- **Problem statement**: Every line from the line containing "For every instance of the metal" through the final line of the data is to be printed exactly; no other line is to appear.

Dataset excerpts on object pointing
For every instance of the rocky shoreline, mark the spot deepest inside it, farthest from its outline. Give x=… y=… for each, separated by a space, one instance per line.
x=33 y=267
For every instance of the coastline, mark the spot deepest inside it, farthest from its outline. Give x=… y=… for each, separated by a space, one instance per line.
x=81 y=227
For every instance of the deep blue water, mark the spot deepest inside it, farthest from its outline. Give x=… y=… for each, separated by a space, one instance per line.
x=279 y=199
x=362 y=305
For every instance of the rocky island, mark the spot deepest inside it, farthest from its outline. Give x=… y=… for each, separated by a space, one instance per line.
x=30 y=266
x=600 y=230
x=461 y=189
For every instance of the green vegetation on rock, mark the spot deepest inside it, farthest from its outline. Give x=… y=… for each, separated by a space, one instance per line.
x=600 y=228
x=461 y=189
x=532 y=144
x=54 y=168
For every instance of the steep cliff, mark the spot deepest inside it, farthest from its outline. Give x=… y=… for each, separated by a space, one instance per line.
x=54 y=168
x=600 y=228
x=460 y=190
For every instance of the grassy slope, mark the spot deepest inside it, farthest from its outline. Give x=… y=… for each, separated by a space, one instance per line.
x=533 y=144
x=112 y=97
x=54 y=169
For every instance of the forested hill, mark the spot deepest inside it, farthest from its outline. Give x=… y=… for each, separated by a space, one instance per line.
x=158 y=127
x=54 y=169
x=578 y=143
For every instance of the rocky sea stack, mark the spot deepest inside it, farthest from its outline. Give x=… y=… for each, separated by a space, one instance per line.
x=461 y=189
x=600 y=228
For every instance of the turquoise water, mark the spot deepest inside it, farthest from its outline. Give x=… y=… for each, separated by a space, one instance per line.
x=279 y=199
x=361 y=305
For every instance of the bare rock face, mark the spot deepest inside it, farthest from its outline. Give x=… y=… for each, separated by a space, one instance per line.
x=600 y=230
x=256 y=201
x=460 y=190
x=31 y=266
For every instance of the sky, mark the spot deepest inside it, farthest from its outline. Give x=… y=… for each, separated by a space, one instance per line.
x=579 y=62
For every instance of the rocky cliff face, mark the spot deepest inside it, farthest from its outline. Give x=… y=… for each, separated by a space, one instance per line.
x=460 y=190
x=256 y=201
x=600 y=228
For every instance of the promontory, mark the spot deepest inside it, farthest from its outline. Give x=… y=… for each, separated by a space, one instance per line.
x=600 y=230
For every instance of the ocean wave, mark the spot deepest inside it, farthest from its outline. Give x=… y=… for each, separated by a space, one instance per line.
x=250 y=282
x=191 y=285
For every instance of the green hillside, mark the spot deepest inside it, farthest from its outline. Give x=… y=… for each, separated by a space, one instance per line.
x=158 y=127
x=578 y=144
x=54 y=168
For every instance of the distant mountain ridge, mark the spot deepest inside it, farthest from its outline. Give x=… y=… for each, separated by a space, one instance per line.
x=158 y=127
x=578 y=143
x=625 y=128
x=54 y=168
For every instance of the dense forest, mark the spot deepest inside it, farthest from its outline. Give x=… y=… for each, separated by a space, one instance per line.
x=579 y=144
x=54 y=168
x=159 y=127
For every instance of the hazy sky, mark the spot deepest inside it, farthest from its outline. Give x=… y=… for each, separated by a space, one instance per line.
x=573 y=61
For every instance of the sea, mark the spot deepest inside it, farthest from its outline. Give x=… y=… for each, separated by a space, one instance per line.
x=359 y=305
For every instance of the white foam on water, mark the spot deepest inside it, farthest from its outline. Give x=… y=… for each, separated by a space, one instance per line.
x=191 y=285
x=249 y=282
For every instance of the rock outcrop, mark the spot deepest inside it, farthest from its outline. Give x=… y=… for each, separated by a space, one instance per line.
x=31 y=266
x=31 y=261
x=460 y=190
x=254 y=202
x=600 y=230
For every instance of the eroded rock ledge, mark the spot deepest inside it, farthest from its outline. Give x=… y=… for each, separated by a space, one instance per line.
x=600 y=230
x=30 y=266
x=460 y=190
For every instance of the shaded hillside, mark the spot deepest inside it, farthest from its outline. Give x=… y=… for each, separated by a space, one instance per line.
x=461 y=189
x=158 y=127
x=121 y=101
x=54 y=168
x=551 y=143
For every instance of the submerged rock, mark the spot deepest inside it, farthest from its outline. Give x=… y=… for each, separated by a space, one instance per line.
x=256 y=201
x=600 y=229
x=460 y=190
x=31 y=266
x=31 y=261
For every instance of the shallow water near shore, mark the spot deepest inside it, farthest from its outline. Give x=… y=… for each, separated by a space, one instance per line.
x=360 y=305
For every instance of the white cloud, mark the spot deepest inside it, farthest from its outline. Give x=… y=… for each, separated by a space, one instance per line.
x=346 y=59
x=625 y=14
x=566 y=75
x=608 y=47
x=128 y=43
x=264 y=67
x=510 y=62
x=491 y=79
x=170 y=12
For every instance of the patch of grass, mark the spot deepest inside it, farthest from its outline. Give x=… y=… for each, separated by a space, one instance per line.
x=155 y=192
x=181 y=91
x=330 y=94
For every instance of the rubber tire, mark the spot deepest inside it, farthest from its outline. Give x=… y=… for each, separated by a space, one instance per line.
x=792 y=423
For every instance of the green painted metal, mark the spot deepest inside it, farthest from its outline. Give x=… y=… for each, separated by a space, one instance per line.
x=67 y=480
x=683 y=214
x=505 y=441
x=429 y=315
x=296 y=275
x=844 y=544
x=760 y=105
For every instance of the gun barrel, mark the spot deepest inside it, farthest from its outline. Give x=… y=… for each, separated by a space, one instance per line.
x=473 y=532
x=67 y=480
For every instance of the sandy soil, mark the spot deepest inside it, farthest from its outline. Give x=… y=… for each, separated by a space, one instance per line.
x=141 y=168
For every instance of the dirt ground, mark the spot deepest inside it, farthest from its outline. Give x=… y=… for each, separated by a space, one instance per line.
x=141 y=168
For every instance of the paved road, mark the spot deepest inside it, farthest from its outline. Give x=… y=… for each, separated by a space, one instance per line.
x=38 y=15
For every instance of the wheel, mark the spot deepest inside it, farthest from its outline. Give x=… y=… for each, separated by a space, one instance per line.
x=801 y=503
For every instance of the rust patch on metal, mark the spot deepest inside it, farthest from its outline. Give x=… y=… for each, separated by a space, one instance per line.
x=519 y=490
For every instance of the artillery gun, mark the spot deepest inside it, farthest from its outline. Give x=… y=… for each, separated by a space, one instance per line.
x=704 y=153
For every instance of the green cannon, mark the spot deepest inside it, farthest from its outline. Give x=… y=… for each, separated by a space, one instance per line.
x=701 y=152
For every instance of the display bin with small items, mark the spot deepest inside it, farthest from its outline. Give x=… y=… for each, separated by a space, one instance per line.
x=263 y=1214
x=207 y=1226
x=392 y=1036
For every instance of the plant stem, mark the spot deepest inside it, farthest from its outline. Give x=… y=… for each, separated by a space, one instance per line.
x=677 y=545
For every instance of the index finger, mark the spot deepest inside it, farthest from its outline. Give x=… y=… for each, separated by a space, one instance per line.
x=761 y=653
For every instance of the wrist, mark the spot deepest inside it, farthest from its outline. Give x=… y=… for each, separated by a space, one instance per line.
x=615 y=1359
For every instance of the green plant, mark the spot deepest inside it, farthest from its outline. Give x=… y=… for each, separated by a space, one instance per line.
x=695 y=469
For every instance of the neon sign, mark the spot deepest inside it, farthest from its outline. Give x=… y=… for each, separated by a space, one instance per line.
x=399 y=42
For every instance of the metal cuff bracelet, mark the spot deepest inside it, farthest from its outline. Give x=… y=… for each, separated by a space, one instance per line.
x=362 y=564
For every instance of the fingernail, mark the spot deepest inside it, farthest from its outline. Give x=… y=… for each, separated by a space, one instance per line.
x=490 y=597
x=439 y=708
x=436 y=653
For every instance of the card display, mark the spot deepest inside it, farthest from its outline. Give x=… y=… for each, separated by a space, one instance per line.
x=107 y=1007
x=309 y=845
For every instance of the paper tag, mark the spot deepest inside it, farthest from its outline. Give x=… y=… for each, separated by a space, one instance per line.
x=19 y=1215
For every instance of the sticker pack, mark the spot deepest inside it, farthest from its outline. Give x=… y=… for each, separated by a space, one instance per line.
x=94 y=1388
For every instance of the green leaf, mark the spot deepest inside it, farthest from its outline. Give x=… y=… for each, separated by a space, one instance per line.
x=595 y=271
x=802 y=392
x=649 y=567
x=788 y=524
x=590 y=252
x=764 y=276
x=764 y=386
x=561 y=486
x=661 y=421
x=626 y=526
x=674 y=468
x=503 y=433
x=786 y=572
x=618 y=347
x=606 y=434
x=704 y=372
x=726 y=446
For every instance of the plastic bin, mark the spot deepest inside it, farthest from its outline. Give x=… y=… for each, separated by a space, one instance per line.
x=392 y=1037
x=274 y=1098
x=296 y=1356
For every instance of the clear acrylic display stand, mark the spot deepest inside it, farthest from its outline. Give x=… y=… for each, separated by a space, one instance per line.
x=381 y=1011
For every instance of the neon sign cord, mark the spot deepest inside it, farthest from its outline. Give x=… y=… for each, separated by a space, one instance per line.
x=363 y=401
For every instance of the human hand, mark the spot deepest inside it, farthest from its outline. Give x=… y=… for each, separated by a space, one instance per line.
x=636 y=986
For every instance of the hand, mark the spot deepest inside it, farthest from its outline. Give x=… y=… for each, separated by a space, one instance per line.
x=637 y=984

- **Result of the task**:
For every instance of the metal cuff bracelet, mark the spot deepest inside it, farthest from its outline. Give x=… y=… for each, separated by a space, one instance per line.
x=362 y=564
For every instance of the fingernail, mark the spot deepest inside it, farthest from its outline. Give x=… y=… for each, separated by a space, one instance per line.
x=490 y=597
x=439 y=708
x=436 y=653
For every instance of the card display, mark the spot deepest inside it, farthest from its outline. Give x=… y=… for each, separated by a space, one instance per line.
x=107 y=1007
x=309 y=845
For every instance of the paper tag, mark the spot deepest inside it, farthest from its outline. Give x=… y=… for each, separated by a space, one instance per line.
x=19 y=1215
For every instance of the sticker pack, mark the spot deepest inside it, farthest from its outline. Give x=… y=… for each, separated by a space, one instance per line.
x=94 y=1388
For every instance of the green leaf, mark the spot deepest inside it, farthest from its outline. Give x=… y=… for each, separated by a space, one instance per line.
x=595 y=271
x=802 y=392
x=649 y=567
x=788 y=524
x=590 y=252
x=764 y=276
x=764 y=386
x=561 y=486
x=661 y=421
x=626 y=526
x=674 y=468
x=503 y=433
x=786 y=572
x=618 y=347
x=606 y=434
x=704 y=372
x=726 y=446
For every instance of the plastic bin, mark the spot deepest inside it, farthest from its outline. Give x=… y=… for each, separated by a space, one instance per line.
x=392 y=1037
x=274 y=1098
x=296 y=1356
For every instance of the clear acrylic display stand, mark the spot deepest inside it, farthest from its outline. Give x=… y=… for each, separated by a space, one instance per line.
x=381 y=1011
For every instance of the neon sign cord, mark the spot deepest inside it, farthest from its outline. Give x=… y=… for each, separated by a space, one instance per line.
x=363 y=401
For every instance of the human hand, mark the spot deepest inside it, farthest from its outline. Give x=… y=… for each, separated by a space, one instance per line.
x=636 y=986
For every instance of the hand, mark the spot deepest inside it, farthest from its outline. Give x=… y=… for each, separated by a space, one instance per line.
x=637 y=984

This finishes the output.